> Work to be completed
Nothing may be dropped or altered: reproduce all the data.

Source records:
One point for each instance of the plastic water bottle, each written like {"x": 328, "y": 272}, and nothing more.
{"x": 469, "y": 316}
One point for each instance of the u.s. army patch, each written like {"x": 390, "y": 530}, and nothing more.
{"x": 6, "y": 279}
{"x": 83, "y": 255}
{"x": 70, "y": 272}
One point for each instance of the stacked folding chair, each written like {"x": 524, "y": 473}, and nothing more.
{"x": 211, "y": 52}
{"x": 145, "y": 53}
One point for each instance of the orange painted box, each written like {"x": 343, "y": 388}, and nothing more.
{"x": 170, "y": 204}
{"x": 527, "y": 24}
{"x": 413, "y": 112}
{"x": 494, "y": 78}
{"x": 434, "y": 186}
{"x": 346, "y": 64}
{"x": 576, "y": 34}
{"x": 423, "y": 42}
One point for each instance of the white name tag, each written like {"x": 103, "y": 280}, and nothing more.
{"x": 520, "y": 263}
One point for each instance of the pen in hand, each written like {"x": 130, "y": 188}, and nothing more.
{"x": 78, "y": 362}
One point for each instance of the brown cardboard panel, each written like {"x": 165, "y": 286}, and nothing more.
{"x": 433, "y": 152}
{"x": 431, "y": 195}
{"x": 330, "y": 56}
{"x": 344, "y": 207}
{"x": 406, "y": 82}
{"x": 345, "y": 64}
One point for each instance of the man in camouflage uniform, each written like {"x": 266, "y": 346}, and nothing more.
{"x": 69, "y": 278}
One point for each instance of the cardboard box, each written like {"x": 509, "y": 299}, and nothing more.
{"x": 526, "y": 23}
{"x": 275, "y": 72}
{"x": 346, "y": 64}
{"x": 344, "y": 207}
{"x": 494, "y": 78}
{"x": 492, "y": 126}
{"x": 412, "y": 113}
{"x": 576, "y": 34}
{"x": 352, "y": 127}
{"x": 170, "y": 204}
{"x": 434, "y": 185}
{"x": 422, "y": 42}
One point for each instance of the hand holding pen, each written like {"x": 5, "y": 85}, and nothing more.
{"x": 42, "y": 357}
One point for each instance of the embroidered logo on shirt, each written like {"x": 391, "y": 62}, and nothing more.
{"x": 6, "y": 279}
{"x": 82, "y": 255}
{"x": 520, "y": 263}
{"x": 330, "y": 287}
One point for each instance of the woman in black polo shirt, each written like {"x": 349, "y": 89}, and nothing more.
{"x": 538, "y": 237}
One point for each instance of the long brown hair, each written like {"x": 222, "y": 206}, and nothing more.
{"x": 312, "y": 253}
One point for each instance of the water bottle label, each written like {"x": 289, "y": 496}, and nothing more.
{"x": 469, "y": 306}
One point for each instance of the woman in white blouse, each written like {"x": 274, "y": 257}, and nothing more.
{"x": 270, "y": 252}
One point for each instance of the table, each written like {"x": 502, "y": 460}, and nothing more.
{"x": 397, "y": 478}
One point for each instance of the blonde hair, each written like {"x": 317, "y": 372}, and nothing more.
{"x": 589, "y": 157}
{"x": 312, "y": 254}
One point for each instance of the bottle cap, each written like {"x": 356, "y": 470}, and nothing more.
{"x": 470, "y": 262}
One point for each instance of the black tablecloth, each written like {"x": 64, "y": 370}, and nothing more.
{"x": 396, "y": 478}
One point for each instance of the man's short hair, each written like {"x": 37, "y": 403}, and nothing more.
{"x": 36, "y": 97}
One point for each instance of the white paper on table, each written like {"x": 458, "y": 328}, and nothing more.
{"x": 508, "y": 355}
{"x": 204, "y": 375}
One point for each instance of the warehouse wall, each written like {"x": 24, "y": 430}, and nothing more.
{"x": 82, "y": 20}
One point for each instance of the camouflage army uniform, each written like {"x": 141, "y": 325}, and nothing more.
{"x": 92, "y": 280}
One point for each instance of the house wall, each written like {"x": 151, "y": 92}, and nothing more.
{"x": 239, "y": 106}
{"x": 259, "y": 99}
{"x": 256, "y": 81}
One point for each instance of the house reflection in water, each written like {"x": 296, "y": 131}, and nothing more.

> Task result
One point for each instance of the plastic water bottle, each written like {"x": 328, "y": 272}, and nothing more.
{"x": 469, "y": 316}
One point for each instance of the u.s. army patch, each written like {"x": 390, "y": 530}, and nothing more.
{"x": 6, "y": 279}
{"x": 83, "y": 255}
{"x": 70, "y": 272}
One point for each instance of the stacked folding chair, each written like {"x": 524, "y": 473}, and nothing more.
{"x": 211, "y": 52}
{"x": 145, "y": 53}
One point for each instance of the orange painted box, each written like {"x": 343, "y": 388}, and nothing more.
{"x": 170, "y": 204}
{"x": 527, "y": 24}
{"x": 413, "y": 112}
{"x": 494, "y": 78}
{"x": 434, "y": 186}
{"x": 346, "y": 64}
{"x": 576, "y": 34}
{"x": 423, "y": 42}
One point for each instance of the white name tag, each written like {"x": 103, "y": 280}, and nothing more.
{"x": 520, "y": 263}
One point for each instance of the pen in hand, each written like {"x": 130, "y": 188}, and nothing more.
{"x": 78, "y": 362}
One point for each instance of the brown cardboard panel, each written like {"x": 165, "y": 286}, and nothing more.
{"x": 433, "y": 152}
{"x": 431, "y": 195}
{"x": 330, "y": 56}
{"x": 344, "y": 207}
{"x": 406, "y": 82}
{"x": 345, "y": 64}
One point for each instance of the man in camouflage uniform, each written like {"x": 266, "y": 346}, and nothing more.
{"x": 69, "y": 278}
One point for each instance of the cardboard box, each written like {"x": 509, "y": 299}, and nothing more.
{"x": 526, "y": 23}
{"x": 275, "y": 72}
{"x": 346, "y": 64}
{"x": 344, "y": 207}
{"x": 494, "y": 78}
{"x": 492, "y": 126}
{"x": 412, "y": 113}
{"x": 576, "y": 34}
{"x": 352, "y": 127}
{"x": 170, "y": 204}
{"x": 434, "y": 185}
{"x": 422, "y": 42}
One point for each instance of the hand holding pen, each written like {"x": 5, "y": 85}, and nothing more.
{"x": 42, "y": 357}
One point for each instance of the embroidered logo on shirt, each written like {"x": 391, "y": 62}, and nothing more.
{"x": 6, "y": 279}
{"x": 82, "y": 255}
{"x": 520, "y": 263}
{"x": 330, "y": 287}
One point for each instance of the woman in black polo shirt, each written like {"x": 349, "y": 89}, and nothing more.
{"x": 538, "y": 237}
One point for each instance of the long brown hair, each written like {"x": 222, "y": 206}, and nothing more.
{"x": 312, "y": 253}
One point for each instance of the water bottle label, each written like {"x": 289, "y": 496}, and nothing more.
{"x": 469, "y": 306}
One point for each instance of the woman in white blouse, each written like {"x": 274, "y": 257}, and nothing more.
{"x": 270, "y": 252}
One point for each instance of the table, each written like {"x": 502, "y": 460}, and nothing more.
{"x": 397, "y": 478}
One point for each instance of the blonde hair, each written like {"x": 317, "y": 372}, and nothing more.
{"x": 589, "y": 157}
{"x": 312, "y": 254}
One point for each instance of the bottle cap, each written like {"x": 356, "y": 470}, and nothing more.
{"x": 470, "y": 262}
One point for each instance of the black tablecloth, each written like {"x": 64, "y": 370}, and nothing more.
{"x": 396, "y": 478}
One point for each instance of the man's short hair, each written like {"x": 37, "y": 403}, and nothing more.
{"x": 36, "y": 97}
One point for each instance of the white paper on table, each written like {"x": 458, "y": 328}, and nothing more.
{"x": 508, "y": 355}
{"x": 204, "y": 375}
One point for each instance of the warehouse wall, each written like {"x": 24, "y": 430}, and nothing more.
{"x": 82, "y": 20}
One point for each instance of the camouflage army uniform, each written like {"x": 141, "y": 325}, and nothing more.
{"x": 92, "y": 280}
One point for each instance of the house wall, each written like {"x": 151, "y": 92}, and nothing more.
{"x": 239, "y": 106}
{"x": 259, "y": 99}
{"x": 256, "y": 81}
One point for each instance of the house reflection in water, each written like {"x": 296, "y": 131}, and nothing more.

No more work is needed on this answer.